* Exercise: From the BRP Nestor Reinoso text, copy word for word the part that runs from "- Beam: 20 ft" to "1 June 1995.".

* Source text:
General characteristics
- Class & type: Jose Andrada class
- Type: Coastal Patrol Craft
- Displacement: 56.4 tons full load
- Length: 78 ft (24 m)
- Beam: 20 ft (6.1 m)
- Draft: 5.8 ft (1.8 m)
- Propulsion: 2 × 1,400 bhp Detroit 16V-92TA Diesel Engines; 2 × 35-kW Diesel generators; 2 shafts;
- Speed: 28 knots (52 km/h) maximum
- Range: 1,200 nmi (2,200 km) at 12 knots (22 km/h)
- Boats & landing craft carried: 4-meter rigid inflatable boat at aft
- Complement: 12
- Sensors & processing systems: Raytheon AN/SPS-64(V)11 Navigation / Surface Search Radar
- Armament: 1 × Mk.38 Mod.0 Bushmaster 25mm chain gun ; 4 × Mk.26 M2HB Browning 12.7 mm/50-cal. GP machine guns; 2 × M60 7.62 mm/30-cal. GP machine guns;

= BRP Nestor Reinoso =

BRP Nestor Reinoso (PC-380) is the tenth ship of the Jose Andrada class coastal patrol boats of the Philippine Navy. It is part of the second batch of its class ordered through US Foreign Military Sales (FMS) in 1993, and was commissioned with the Philippine Navy on 1 June 1995.

It was initially designated as Fast Patrol Craft, and was numbered "DF-380", but later on was re-designated as a Patrol Gunboat, and was finally re-numbered as "PG-380". Another round of reclassification was made in April 2016, which redesignated the patrol gunboat as the coastal patrol craft "PC-380".

==Technical details==
The ship was built to US Coast Guard standards with aluminium hull and superstructure. She is powered by two Detroit Diesel 16V-92TA Diesel Engines with a combined power of around 2,800 hp driving two propellers for a maximum speed of 28 kn. Maximum range is 1200 nmi at 12 kn, or alternatively 600 nmi at 24 kn.

The ship originally designed to carry one bow Mk.3 40 mm gun, one 81 mm mortar aft, and four 12.7 mm/50 calibre machine guns. Instead, she is armed with one 25mm Bushmaster chain gun on Mk.38 Mod.0 mount, four M2HB Browning 12.7 mm/50 caliber machine guns on Mk.26 mounts, with two positioned forward and two aft; and two M60 7.62 mm/30 caliber machine guns, both mounted amidships. The ship can carry 4,000 rounds of 12.7 mm and 2,000 rounds of 7.62 mm A large "Big Eyes" binocular is also carried on tripod mounts, one on the forecastle and one just above the mast.

As part of the second batch (PG-379 to PG-395), it is equipped with Mk.38 Mod.0 M242 Bushmaster 25mm chain gun that the first batch of ships do not carry.

* Material provided:
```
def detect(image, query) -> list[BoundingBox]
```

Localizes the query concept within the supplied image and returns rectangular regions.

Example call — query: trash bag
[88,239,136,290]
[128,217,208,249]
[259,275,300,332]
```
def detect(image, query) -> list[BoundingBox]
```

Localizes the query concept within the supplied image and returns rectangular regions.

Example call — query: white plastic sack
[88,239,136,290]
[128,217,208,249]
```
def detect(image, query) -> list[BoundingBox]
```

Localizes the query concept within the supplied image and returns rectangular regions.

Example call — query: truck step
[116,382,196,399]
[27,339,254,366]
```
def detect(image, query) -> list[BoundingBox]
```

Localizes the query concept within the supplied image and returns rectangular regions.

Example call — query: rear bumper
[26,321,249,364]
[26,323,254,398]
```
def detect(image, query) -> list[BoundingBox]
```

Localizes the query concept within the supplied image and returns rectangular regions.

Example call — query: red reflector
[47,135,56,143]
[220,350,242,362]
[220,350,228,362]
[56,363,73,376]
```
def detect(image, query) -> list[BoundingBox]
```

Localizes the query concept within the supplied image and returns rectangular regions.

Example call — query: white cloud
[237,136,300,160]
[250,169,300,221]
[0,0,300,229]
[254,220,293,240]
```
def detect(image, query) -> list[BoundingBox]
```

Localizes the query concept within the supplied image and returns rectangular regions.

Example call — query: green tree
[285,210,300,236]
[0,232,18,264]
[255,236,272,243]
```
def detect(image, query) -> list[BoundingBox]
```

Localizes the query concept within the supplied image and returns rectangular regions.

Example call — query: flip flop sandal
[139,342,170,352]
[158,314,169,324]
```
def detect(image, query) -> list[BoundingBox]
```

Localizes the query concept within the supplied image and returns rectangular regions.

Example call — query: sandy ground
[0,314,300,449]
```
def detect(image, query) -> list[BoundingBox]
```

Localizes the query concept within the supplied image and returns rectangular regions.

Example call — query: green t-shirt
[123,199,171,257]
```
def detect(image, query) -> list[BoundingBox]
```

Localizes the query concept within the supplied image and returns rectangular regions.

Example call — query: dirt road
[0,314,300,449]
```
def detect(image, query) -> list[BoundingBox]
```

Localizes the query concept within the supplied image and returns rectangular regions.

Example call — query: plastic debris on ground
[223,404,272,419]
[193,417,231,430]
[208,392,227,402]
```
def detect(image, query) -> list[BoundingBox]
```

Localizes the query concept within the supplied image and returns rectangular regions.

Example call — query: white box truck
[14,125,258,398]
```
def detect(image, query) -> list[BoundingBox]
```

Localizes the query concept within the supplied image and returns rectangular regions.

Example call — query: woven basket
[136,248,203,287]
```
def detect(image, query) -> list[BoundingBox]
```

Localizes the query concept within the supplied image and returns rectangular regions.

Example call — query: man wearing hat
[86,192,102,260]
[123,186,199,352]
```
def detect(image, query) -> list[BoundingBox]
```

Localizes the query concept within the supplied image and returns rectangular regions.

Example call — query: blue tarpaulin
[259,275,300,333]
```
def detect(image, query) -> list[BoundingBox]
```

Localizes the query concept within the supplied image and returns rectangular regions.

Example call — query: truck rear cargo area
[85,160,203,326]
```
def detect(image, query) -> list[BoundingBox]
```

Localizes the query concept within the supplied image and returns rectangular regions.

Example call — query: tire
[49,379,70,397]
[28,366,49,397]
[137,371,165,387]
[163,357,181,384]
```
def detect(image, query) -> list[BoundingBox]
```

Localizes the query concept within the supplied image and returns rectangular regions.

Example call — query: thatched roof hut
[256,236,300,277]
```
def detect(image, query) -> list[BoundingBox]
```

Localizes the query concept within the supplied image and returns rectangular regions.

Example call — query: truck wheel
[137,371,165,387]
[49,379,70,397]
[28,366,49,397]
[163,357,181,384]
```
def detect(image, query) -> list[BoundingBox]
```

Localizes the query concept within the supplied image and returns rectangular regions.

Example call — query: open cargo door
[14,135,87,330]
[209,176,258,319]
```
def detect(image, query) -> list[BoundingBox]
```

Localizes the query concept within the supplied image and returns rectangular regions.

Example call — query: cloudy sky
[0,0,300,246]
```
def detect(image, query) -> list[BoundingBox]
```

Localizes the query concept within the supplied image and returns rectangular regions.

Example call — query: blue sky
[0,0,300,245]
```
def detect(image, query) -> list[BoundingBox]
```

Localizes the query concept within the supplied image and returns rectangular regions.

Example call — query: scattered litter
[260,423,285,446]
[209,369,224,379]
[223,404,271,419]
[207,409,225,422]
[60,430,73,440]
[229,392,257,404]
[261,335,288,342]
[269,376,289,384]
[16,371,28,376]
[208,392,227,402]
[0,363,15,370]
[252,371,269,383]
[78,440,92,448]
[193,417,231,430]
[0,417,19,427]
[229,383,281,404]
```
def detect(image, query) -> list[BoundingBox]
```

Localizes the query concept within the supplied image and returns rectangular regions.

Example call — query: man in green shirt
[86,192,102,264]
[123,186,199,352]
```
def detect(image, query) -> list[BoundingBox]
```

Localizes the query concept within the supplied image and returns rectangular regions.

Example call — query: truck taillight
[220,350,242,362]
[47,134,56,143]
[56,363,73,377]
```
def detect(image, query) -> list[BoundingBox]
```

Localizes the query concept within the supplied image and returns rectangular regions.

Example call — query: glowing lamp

* Answer to this task:
- Beam: 20 ft (6.1 m)
- Draft: 5.8 ft (1.8 m)
- Propulsion: 2 × 1,400 bhp Detroit 16V-92TA Diesel Engines; 2 × 35-kW Diesel generators; 2 shafts;
- Speed: 28 knots (52 km/h) maximum
- Range: 1,200 nmi (2,200 km) at 12 knots (22 km/h)
- Boats & landing craft carried: 4-meter rigid inflatable boat at aft
- Complement: 12
- Sensors & processing systems: Raytheon AN/SPS-64(V)11 Navigation / Surface Search Radar
- Armament: 1 × Mk.38 Mod.0 Bushmaster 25mm chain gun ; 4 × Mk.26 M2HB Browning 12.7 mm/50-cal. GP machine guns; 2 × M60 7.62 mm/30-cal. GP machine guns;

= BRP Nestor Reinoso =

BRP Nestor Reinoso (PC-380) is the tenth ship of the Jose Andrada class coastal patrol boats of the Philippine Navy. It is part of the second batch of its class ordered through US Foreign Military Sales (FMS) in 1993, and was commissioned with the Philippine Navy on 1 June 1995.